**GIVEN PROBLEM:**
Rewrite all of the records below as a numbered list, leaving out blank lines and the pictures.

**MATERIAL FOR THIS TASK:**
================================
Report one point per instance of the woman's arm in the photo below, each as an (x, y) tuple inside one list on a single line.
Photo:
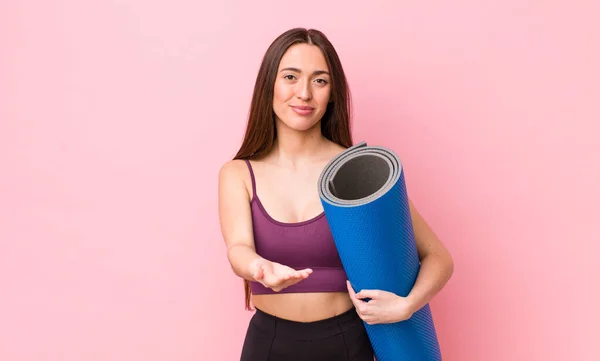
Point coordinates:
[(235, 218), (437, 265)]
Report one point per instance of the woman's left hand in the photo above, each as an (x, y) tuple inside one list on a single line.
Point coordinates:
[(383, 306)]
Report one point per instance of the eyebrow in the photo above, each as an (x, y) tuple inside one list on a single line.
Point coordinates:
[(316, 72)]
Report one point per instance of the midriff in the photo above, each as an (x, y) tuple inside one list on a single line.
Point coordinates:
[(304, 307)]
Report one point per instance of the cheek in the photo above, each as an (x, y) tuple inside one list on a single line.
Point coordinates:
[(281, 92)]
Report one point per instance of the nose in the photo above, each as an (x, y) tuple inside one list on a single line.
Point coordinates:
[(303, 90)]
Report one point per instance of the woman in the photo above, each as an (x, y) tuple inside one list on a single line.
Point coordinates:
[(273, 223)]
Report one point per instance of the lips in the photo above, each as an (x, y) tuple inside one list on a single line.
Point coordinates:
[(302, 109)]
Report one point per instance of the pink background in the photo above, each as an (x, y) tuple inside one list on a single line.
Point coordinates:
[(115, 117)]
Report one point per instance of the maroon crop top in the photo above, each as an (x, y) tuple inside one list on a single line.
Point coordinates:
[(300, 245)]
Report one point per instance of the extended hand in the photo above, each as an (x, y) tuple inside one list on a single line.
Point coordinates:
[(383, 306), (277, 276)]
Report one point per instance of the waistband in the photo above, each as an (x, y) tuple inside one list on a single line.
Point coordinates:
[(328, 327)]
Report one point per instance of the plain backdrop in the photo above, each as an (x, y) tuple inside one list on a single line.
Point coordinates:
[(116, 116)]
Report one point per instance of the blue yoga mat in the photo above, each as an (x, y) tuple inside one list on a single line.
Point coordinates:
[(364, 195)]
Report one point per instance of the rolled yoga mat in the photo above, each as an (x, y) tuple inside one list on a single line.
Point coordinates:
[(363, 192)]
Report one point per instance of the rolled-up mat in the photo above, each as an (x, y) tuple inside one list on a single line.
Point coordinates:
[(363, 192)]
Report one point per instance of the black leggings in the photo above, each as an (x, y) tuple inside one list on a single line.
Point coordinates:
[(339, 338)]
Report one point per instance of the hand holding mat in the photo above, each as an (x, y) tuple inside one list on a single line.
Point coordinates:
[(364, 196)]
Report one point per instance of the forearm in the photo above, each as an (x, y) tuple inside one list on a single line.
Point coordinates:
[(241, 257), (434, 273)]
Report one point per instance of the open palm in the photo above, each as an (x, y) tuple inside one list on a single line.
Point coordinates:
[(277, 276)]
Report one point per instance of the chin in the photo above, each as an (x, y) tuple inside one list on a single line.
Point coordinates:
[(300, 123)]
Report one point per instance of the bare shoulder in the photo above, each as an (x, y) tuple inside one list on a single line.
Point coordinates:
[(234, 174), (231, 169), (335, 149)]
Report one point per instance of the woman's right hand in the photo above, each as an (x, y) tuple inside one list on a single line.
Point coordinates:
[(276, 276)]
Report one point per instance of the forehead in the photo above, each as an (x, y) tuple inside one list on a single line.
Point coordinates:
[(306, 57)]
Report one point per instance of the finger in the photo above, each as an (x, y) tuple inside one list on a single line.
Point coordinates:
[(355, 301), (350, 289), (372, 294)]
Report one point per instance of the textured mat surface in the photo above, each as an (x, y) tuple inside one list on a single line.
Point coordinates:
[(364, 195)]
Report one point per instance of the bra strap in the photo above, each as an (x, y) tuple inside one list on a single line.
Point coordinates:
[(251, 177)]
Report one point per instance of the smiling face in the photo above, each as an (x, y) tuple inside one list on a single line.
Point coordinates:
[(302, 87)]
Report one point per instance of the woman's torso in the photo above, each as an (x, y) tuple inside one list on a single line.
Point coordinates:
[(285, 207)]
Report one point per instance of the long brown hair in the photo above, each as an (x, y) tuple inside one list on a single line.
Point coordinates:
[(261, 132)]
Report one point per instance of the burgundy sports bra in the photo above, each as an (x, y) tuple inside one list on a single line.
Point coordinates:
[(299, 245)]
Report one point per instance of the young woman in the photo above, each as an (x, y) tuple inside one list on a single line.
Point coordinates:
[(273, 224)]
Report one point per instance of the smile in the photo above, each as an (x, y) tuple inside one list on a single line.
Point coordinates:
[(303, 110)]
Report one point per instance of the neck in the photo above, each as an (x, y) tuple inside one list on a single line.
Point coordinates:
[(293, 146)]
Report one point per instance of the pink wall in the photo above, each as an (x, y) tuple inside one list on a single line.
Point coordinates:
[(115, 117)]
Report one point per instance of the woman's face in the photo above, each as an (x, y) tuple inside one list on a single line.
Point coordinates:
[(302, 87)]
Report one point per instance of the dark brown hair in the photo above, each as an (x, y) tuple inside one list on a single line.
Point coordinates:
[(260, 131)]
================================
**REPLY TO THE EXERCISE:**
1. Report one point per instance of the woman's arm in the photo below, each as an (x, y) tuple inside one list on a single line.
2. Photo:
3. Point coordinates:
4. [(235, 218), (437, 265)]
5. Report one point per instance of the woman's left hand in the photo above, each as an (x, y) tuple inside one list on a single line.
6. Point coordinates:
7. [(383, 306)]
8. Report one point per instance of the eyebrow in the photo above, each as an (x, y) tuple inside one list on a single line.
9. Point coordinates:
10. [(316, 72)]
11. Report one point per instance of the midriff in the photo above, each as an (x, y) tuple inside one list on a single line.
12. Point coordinates:
13. [(304, 307)]
14. Report one point per instance of the cheek in the photo above, each as an (x, y) tuple inside one list on a single line.
15. Point coordinates:
16. [(281, 92)]
17. Report one point per instance of the nose in the photo above, each as an (x, y) tuple inside one list on a single line.
18. Point coordinates:
19. [(303, 90)]
20. Report one point per instance of the woman in the photo above, each as an (x, y) tuple inside one list on a single line.
21. Point coordinates:
22. [(273, 223)]
23. Report one point per instance of the lips in the photo above, each as an (x, y) tuple inside one list on a single line.
24. Point coordinates:
25. [(302, 109)]
26. Report one point per instance of the pink background in the photo above, each as an (x, y) tuple inside one list on a single line.
27. Point coordinates:
28. [(115, 117)]
29. Report one point per instance of the maroon crop top in the photo above, each as an (x, y) tuple inside one list on a single line.
30. Point coordinates:
31. [(300, 245)]
32. Report one point per instance of the extended hand in the photo above, each as an (x, y) tuple inside one list on a single line.
33. Point coordinates:
34. [(383, 306), (277, 276)]
35. Report one point per instance of the waistband in the photo above, each as an (x, y) tuple inside one list on a single line.
36. Point coordinates:
37. [(328, 327)]
38. Report one point per instance of the plain backdrop in the photo above, each as an (x, y) tuple inside one list on a single line.
39. Point coordinates:
40. [(116, 116)]
41. Report one point per instance of the blue yoga mat in the photo above, each as an (x, y) tuple inside one list on a single line.
42. Point coordinates:
43. [(364, 195)]
44. Report one point per instance of the rolled yoga mat in the photo above, each as an (x, y) tuple inside one list on a single line.
45. Point coordinates:
46. [(363, 192)]
47. Report one point per instance of the rolled-up mat in the photo above, each as an (x, y) tuple inside one list on a single line.
48. Point coordinates:
49. [(363, 192)]
50. Report one point per instance of the black leggings in the photo above, each as an (x, y) tuple inside one list on a single line.
51. Point coordinates:
52. [(339, 338)]
53. Report one point per instance of the hand holding mat in the photo above, each as an (x, y) tuple inside one list on a single line.
54. Point coordinates:
55. [(364, 196)]
56. Report one point per instance of the forearm in the photo above, each as an (x, y) tuple inside one list on a single line.
57. Point coordinates:
58. [(241, 257), (434, 273)]
59. Report one point per instance of the open palm in the photo above, each as an (x, y) tuple inside one list on a single line.
60. Point coordinates:
61. [(277, 276)]
62. Report one point per instance of the chin in the photo above, each as an (x, y) tuple inside one list on a single line.
63. Point coordinates:
64. [(300, 123)]
65. Report one point per instance of the bare shoulder in the photo above, each as an (x, y) tuple inside one list on a single line.
66. Point coordinates:
67. [(234, 174), (231, 169), (335, 149)]
68. Report one point per instance of the woman's right hand in the photo above, each as an (x, y) tuple inside one list on a single line.
69. Point coordinates:
70. [(276, 276)]
71. Report one point per instance of the forehead in the photo above, each as an (x, y) tuple inside one list on a single line.
72. Point coordinates:
73. [(306, 57)]
74. Report one point per instance of the finger in the photo above, each as an (x, y) tuple inside one list on a single line.
75. Point coordinates:
76. [(355, 301), (350, 289), (372, 294)]
77. Report one point per instance of the textured mat surface in the photo above, each as an (x, y) tuple inside one list on a single line.
78. Point coordinates:
79. [(364, 195)]
80. Report one point per instance of the bra strap in the photo above, each as an (x, y) tuple inside one list on a single line.
81. Point coordinates:
82. [(251, 177)]
83. Report one point per instance of the smiling face in the photo above, each as an (x, y) tuple inside one list on a single line.
84. Point coordinates:
85. [(302, 87)]
86. Report one point per instance of the woman's torso in the photo above, each as an (x, y) tuple inside one list on a single line.
87. Point coordinates:
88. [(285, 207)]
89. Report one point per instance of the long brown hair in the photo above, each as an (x, y) tuple inside one list on a single line.
90. Point coordinates:
91. [(261, 132)]
92. Report one point per instance of the burgundy sports bra in the photo above, each as an (x, y) tuple inside one list on a single line.
93. Point coordinates:
94. [(299, 245)]
95. Report one point per instance of the young woman in the photo above, each as an (x, y) tuple inside one list on a single line.
96. Point coordinates:
97. [(273, 224)]
98. Report one point per instance of the smile in the photo above, each as an (x, y) tuple inside one list on a single line.
99. Point coordinates:
100. [(303, 110)]
101. Report one point per instance of the neck in the photo above, each as an (x, y) tuple inside one list on a single line.
102. Point coordinates:
103. [(293, 146)]
104. Report one point per instance of the pink wall in the photo above, each as an (x, y) tuple inside one list on a single line.
105. Point coordinates:
106. [(115, 117)]
107. Report one point per instance of the woman's face in the photo above, each as an (x, y) tuple inside one list on a single line.
108. Point coordinates:
109. [(302, 87)]
110. Report one point per instance of the dark brown hair in the photo above, each as an (x, y) tuple inside one list on a single line.
111. Point coordinates:
112. [(260, 131)]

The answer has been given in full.